- _SOURCE DOCUMENT_
□ □ □

Reference:116505
Daytona -> 116505
The 116505 is the first Daytona made entirely in Rolex's Everose gold. Launched at Baselworld 2008, it shares the cal 4130 architecture and 40mm Oyster case profile of the steel 116520 and full-yellow-gold 116528, finished in the warm pink alloy Rolex patented in 2005 to keep rose-gold colour stable across the life of the watch. Production ran fifteen years on a single reference number before the cal 4131 successor 126505 took over in early 2023.
What sets the 116505 apart from its yellow-gold and Rolesor siblings is dial breadth. The Everose case carries a wider catalogue of dial colours and stone treatments than any other cal 4130 generation Daytona — chocolate, black, ivory, sundust pink, and (from 2021) meteorite, with diamond-marker and baguette variants layered onto each base. The watch sits between the engraved-bezel 116528 yellow gold and the Cerachrom-bezel 116515LN as the engraved-Everose option of the modern Daytona line.

Core facts
| detail | value |
|---|---|
| reference | 116505 |
| family | Daytona (Cosmograph, automatic) |
| production | 2008–2023 (fifteen years) |
| case | 40mm, 18k Everose gold |
| crystal | flat sapphire, no Cyclops |
| bezel | engraved 18k Everose gold tachymeter, fixed |
| crown | Triplock screw-down, Everose gold |
| movement | Rolex caliber 4130, in-house, COSC |
| frequency | 28,800 vph (4 Hz) |
| power reserve | 72 hours |
| jewels | 44 |
| water resistance | 100m / 330ft |
| bracelet | 18k Everose gold Oyster, SEL |
| clasp | Oysterlock with Easylink 5mm comfort extension |
| siblings | 116520 (steel), 116528 (yellow gold), 116523 (Rolesor), 116519 (white gold, leather) |
| successor | 126505 (cal 4131, 2023, out of scope) |
Where it sits in the line
The 116505 is the engraved-Everose-bezel chronograph in the cal 4130 generation. It launched in 2008, eight years into the cal 4130 production run that started with the 116520. Yellow-gold and Rolesor versions on Oyster bracelets had carried the in-house movement since 2000; the 116505 added pink to the catalogue without changing the case profile or the movement.

□ □ □

- _RECORDS SHOWN_
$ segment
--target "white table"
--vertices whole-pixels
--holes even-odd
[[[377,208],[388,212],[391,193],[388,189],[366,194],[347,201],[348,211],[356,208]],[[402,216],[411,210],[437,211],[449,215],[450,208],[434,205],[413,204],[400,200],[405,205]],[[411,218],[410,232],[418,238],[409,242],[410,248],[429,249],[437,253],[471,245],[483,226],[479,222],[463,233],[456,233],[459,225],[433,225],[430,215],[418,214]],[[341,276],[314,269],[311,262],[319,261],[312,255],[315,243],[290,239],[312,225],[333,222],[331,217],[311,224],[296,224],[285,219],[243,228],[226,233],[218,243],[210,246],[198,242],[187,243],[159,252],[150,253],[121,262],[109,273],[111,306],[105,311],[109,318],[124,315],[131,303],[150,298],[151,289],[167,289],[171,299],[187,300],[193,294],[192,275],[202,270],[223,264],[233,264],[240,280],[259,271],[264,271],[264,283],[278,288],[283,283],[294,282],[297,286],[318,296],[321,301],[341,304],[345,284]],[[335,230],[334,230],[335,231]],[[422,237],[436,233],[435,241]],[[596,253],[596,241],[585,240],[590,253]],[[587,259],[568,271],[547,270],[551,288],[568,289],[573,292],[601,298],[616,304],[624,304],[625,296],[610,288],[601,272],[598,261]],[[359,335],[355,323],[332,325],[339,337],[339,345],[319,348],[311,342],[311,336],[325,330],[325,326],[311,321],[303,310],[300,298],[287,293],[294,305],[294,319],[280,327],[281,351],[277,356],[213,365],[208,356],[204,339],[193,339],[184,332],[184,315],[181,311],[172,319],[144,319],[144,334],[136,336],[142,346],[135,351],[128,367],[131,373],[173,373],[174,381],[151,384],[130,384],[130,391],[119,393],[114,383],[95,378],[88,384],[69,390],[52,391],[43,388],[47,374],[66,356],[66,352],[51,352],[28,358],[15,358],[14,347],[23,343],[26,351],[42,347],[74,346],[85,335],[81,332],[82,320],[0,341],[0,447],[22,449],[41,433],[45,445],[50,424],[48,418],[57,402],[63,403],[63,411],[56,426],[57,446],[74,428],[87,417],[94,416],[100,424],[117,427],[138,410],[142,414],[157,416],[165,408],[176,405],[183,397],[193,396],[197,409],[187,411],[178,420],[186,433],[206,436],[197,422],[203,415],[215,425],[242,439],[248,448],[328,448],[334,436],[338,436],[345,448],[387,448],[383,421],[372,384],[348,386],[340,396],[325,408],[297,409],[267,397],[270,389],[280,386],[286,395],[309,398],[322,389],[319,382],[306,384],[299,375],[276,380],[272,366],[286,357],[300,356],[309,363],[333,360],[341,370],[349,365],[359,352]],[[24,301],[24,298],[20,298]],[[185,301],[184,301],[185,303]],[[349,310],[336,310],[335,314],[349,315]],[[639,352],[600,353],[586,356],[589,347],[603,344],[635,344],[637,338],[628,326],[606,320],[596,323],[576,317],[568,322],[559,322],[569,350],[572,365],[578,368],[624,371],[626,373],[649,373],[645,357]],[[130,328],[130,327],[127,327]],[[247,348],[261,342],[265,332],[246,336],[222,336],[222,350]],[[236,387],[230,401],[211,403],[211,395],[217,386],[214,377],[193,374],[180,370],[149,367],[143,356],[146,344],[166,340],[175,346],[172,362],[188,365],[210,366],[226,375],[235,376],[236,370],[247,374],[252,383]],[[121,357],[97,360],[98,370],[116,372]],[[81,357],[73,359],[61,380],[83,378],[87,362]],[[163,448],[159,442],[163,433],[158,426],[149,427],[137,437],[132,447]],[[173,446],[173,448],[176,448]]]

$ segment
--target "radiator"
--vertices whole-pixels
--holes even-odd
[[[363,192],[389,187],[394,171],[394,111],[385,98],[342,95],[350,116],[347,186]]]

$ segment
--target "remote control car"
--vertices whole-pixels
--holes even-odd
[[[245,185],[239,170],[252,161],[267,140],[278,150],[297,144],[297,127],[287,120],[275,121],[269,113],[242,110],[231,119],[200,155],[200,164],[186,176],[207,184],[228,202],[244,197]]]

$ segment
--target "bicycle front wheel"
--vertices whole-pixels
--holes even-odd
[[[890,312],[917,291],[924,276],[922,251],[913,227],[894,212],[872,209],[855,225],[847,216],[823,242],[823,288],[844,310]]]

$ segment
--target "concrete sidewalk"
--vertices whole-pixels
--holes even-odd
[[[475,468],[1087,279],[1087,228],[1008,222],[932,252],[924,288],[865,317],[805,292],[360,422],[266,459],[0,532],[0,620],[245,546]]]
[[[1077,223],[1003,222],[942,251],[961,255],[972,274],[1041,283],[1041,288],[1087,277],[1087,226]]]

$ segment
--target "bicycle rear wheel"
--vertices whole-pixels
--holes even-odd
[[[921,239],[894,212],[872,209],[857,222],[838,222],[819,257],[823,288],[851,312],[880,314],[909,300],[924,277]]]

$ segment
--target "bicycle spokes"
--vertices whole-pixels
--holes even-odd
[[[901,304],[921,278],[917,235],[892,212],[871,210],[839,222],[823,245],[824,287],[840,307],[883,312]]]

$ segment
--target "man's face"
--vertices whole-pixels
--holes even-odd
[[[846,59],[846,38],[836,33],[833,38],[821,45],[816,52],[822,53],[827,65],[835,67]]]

□ □ □

- _EXERCISE_
According to the reference page above, which reference succeeded the 116505, and when did it take over?

- _THE COMPLETED TASK_
The 126505, with the caliber 4131, took over in early 2023.